+++ Source document +++

Litigation, Resolution, and Settlement of Disputes with Adjoining Neighbors and Owners of Neighboring or Adjacent Properties Under California Law
Disputes between owners or occupants of neighboring properties are quite common, especially in San Francisco and other areas where there is little or no space between adjacent buildings, as well as in condominium developments.
The disputes often arise from construction work on one property which one neighbor objects to because it affects their light, air circulation or views, or because it has created excessive noise, dust, debris etc. or creates a hazard or condition which endangers or affects the reasonable use and occupancy of the neighbor’s property.
Other disputes arise over trees, water drainage, the location of property boundary lines, retaining walls, joint fences, or the encroachment of structures or buildings mainly located on one property across or upon the legal boundary over or onto the other property.
Noise, odors, pollution, and other effects from the unreasonable use of one property or condominium unit frequently might adversely affect or prevent the reasonable use or enjoyment of the neighbor’s property home, or condominium.
While these disputes frequently need to be resolved in litigation, the best practice is for the adjoining or adjacent neighbors to try to resolve the disputes themselves, with or without the assistance of legal counsel.
There are a number of relatively low cost local mediation or neighborhood dispute resolution services which offer neutral third party professionals who can assist the parties in trying to achieve a joint resolution of the dispute, which can then be formally documented by means of a legally binding written settlement agreement.
If there is a concern that the problem is serious, urgent, or that the problems could continue into the future, or affect property values or your ability to sell or rent the property, then negotiation of binding legal Covenants - which can be recorded with the County Recorder, and which can bind and benefit future owners of both properties - may be appropriate. Legal counsel is almost always needed and should be engaged to negotiate, draft , and review these “Covenants Running with the Land”.

+++ Collected material +++

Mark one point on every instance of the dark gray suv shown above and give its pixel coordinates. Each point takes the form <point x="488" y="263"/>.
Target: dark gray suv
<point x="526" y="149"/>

+++

**Exercise requirements**
**a.** In the piece on neighbor disputes, rewrite the paragraph that begins "Other disputes arise over trees" as a short bulleted list.
**b.** Reproduce everything in the piece on neighbor disputes from "Noise, odors, pollution, and" down to "home, or condominium.".
**c.** Take the piece on neighbor disputes further, starting after its last sentence.
These lines have nothing to do with the piece on neighbor disputes.

**Task-by-task results**
**a.**
Other neighbor disputes arise over:
- Trees
- Water drainage
- Where property boundary lines are
- Retaining walls
- Shared fences
- Structures or buildings that sit mostly on one property but cross the legal boundary onto the other

**b.**
Noise, odors, pollution, and other effects from the unreasonable use of one property or condominium unit frequently might adversely affect or prevent the reasonable use or enjoyment of the neighbor’s property home, or condominium.

**c.**
If the problem arises within a condominium development, the Homeowner Association’s Covenants, Conditions, and Restrictions (“C.C.&Rs”) may provide a means to attempt resolution of the dispute, whether the problem has been created in an adjacent unit or in the Association’s Common Area. C.C.&Rs frequently contain provisions prohibiting the creation of a nuisance or other problems within the Condominium Development, and may also contain mediation or other dispute resolution provisions. The Association usually has the power to enforce these provisions, but if it fails to do so a condominium owner can usually bring a legal action in Court to enforce the Association C.C.&Rs directly, or seek to compel the Homeowner’s Association to enforce them.
If a Court action is necessary, a lawsuit can be often filed for damages and for a Court order enjoining (i.e., an Injunction ordering the other property owner to cease or stop) the nuisance, trespass, encroachment, interference with use of property, to establish the boundary line or quiet title, and for other claims and relief.
In appropriate or urgent case an immediate Temporary Restraining Order or Preliminary (i.e., pretrial) Injunction can be sought very early in the case, to maintain the peace or prevent further damage or bad acts pending a later trial.
In many cases the Court may require the Plaintiff to post a bond before issuing such an Injunction.
Damages can sometimes be awarded for the loss of use or loss in value of the property, lost or diminished rent, or lost profits in the case of a business property. In extreme cases, punitive damages can be sought, but these are difficult to obtain except in the more extreme or egregious cases.
Where there is an encroachment or trespass onto your property the Court can order the encroachment to removed from the property, define the property or boundary lines, or order the trespass to cease.
Concerns over a proposed or on-going neighborhood construction project can often be addressed early on by a formal written complaint to your local government’s Building, Planning, or Zoning Departments, or by challenging the project or the building permits or rezoning or use permit for such projects before those Departments, or by appeals therefrom, or in a Court challenge to decisions made by those Departments regarding the project.
In these situations it is necessary to familiarize yourself with the local approval procedures for such construction or development projects, and present good factual and legal objections to the project in writing or at hearings to the appropriate government Department as early as possible. Most Departmental decision can be challenged in an administrative appeals process (as allowed by local ordinances), and then in Court, if you have raised the legal objection in a timely manner and have exhausted all remedies before the government Department or agencies, .
In some cases, for example where the improvement would create a nuisance, constitute a spite fence, violate other ordinances or laws, etc., an action for an Injunction can be filed in Court.
Easements, both recorded and prescriptive, as well as implied easements of necessity, often result in disagreements over the existence of, extent of or misuse of the easement, the interpretation of the easement, or whether the easement has been partly or wholly lost due to abandonment or prescriptive use or adverse possession or changes in circumstances.
Noise and tree disputes are often the subject of local City and County tree or noise ordinances, and in some instances the local government Department can assist in their enforcement. Or an independent legal action may be needed to enforce such ordinances.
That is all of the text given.